§ Short exercise: Write out word for word everything in the records from the line containing "Guideline: for each instance of the bell-shaped" down to the line containing "column 289, row 74", including both of those lines.

- - -

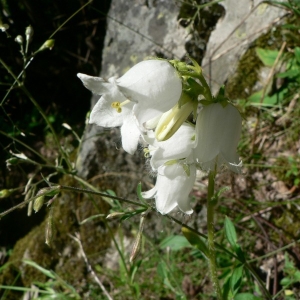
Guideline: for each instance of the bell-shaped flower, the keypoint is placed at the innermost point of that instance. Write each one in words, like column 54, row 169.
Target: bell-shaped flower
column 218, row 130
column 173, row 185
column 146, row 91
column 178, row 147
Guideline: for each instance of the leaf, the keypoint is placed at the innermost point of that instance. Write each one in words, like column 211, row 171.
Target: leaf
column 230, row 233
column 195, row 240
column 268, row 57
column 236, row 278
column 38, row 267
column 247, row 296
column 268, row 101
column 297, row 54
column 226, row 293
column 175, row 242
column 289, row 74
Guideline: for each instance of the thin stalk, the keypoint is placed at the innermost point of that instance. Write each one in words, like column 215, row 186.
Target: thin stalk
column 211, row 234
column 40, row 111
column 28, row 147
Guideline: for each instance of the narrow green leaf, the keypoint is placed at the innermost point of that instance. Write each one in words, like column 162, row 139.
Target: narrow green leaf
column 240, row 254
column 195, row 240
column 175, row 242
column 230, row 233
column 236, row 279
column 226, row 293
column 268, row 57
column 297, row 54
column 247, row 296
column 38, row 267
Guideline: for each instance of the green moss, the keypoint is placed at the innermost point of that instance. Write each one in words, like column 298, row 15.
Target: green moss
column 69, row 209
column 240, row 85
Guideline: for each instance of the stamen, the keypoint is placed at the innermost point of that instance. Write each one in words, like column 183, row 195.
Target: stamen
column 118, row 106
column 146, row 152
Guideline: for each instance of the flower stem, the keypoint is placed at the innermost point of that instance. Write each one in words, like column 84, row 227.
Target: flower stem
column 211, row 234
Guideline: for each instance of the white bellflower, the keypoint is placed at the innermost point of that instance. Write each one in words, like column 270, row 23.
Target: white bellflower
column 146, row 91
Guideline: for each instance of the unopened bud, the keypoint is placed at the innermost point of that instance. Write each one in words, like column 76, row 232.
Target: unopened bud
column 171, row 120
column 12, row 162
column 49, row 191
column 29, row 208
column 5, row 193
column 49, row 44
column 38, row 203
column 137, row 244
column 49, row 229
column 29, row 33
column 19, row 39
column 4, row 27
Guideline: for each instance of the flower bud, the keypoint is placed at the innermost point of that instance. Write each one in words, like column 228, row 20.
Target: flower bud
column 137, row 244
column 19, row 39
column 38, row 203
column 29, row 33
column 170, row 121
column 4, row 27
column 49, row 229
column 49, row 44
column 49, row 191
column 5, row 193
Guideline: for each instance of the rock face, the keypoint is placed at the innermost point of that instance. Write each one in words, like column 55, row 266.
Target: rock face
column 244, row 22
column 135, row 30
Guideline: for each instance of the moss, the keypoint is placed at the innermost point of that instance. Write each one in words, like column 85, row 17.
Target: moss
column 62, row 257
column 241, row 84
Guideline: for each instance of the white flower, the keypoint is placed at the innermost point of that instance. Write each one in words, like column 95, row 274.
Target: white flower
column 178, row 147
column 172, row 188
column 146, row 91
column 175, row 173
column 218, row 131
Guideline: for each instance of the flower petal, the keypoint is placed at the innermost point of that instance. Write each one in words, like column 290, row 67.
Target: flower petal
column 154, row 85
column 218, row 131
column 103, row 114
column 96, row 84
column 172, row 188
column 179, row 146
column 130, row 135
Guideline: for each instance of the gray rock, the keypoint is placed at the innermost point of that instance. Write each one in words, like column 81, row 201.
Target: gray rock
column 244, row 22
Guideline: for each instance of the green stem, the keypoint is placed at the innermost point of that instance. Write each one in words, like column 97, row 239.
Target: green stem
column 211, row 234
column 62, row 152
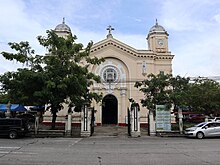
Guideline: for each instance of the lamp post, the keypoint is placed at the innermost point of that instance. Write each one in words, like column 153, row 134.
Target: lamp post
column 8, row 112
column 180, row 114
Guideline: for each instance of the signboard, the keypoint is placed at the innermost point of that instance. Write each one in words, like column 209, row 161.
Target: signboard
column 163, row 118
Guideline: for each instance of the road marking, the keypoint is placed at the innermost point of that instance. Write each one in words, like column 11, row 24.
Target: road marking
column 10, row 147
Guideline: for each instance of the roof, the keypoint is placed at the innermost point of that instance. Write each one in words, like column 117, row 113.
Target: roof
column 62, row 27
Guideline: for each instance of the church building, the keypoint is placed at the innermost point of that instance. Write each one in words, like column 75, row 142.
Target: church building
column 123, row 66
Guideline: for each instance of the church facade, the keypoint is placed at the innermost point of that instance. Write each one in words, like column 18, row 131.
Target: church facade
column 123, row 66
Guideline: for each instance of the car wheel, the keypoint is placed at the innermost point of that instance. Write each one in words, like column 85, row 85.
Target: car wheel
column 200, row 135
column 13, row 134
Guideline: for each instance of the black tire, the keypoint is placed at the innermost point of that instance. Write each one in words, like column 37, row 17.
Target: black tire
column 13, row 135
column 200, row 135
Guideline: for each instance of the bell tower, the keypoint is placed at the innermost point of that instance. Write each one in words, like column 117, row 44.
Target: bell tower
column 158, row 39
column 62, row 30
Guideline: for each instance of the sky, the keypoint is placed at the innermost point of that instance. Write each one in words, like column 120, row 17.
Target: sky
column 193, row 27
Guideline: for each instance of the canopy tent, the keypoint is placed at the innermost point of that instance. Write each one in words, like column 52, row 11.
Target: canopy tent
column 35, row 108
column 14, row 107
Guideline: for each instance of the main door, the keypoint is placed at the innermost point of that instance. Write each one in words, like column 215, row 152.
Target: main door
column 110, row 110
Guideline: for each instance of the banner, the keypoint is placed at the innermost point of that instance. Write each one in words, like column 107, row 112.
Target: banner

- - -

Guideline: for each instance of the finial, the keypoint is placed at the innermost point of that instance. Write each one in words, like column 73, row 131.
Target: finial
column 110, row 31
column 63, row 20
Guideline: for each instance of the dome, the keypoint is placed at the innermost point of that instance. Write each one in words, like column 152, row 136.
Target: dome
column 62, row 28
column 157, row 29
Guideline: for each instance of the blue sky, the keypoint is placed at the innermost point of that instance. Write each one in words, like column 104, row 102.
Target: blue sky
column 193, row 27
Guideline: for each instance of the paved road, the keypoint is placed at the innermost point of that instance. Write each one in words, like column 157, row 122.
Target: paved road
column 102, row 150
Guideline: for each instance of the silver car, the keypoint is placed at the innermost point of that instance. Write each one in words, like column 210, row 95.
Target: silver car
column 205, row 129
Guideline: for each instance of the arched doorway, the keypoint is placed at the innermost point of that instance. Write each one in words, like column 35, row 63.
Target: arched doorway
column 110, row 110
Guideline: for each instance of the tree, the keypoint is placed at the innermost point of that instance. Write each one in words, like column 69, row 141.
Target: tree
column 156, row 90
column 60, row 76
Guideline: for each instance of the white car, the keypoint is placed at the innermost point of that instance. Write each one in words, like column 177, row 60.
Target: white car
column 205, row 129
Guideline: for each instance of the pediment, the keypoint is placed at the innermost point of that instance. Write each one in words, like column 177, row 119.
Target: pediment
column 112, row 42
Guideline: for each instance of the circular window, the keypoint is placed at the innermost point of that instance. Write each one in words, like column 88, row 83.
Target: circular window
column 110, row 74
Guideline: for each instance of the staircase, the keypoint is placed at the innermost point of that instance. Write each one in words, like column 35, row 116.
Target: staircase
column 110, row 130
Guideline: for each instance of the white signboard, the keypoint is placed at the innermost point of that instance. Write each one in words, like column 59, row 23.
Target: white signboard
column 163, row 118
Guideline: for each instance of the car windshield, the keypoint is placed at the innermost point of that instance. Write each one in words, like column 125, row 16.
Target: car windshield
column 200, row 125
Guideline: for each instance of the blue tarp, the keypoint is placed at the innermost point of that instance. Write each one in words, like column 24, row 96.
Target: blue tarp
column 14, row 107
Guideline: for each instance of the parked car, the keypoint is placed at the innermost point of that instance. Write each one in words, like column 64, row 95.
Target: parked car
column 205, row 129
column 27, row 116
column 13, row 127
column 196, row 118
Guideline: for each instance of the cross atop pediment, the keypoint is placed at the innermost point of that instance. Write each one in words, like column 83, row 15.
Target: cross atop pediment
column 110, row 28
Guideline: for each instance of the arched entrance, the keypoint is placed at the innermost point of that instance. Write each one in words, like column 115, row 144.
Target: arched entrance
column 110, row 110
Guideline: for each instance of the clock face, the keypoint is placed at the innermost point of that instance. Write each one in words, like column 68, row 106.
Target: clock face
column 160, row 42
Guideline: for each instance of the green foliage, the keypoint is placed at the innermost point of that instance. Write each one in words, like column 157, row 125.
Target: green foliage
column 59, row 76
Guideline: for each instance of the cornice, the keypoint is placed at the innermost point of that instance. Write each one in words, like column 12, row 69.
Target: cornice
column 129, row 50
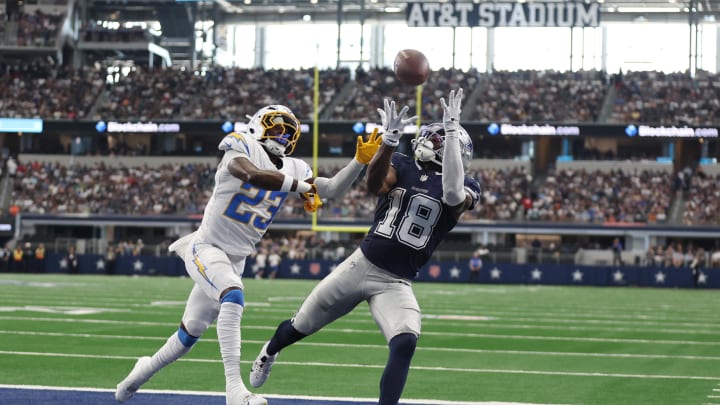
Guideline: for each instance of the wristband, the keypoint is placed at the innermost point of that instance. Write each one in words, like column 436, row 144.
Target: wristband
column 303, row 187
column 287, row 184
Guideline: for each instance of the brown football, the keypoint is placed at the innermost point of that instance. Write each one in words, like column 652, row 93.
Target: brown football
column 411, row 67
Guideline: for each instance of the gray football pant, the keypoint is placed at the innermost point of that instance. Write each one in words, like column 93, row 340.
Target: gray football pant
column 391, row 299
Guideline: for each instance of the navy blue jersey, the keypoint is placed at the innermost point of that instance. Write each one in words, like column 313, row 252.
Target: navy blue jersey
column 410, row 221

- - -

§ Task result:
Guideline: for each instance of the bell-shaped flower, the keypoint is placed at the innermost point of that instance. Write each one in words, like column 54, row 169.
Target: bell-shaped flower
column 218, row 130
column 173, row 185
column 146, row 91
column 178, row 147
Guideline: for each instance of the leaf, the keypoint is placed at the innermost point of that instance. Write each one in words, like column 211, row 171.
Target: leaf
column 230, row 233
column 195, row 240
column 268, row 57
column 236, row 278
column 38, row 267
column 247, row 296
column 268, row 101
column 297, row 54
column 226, row 293
column 175, row 242
column 289, row 74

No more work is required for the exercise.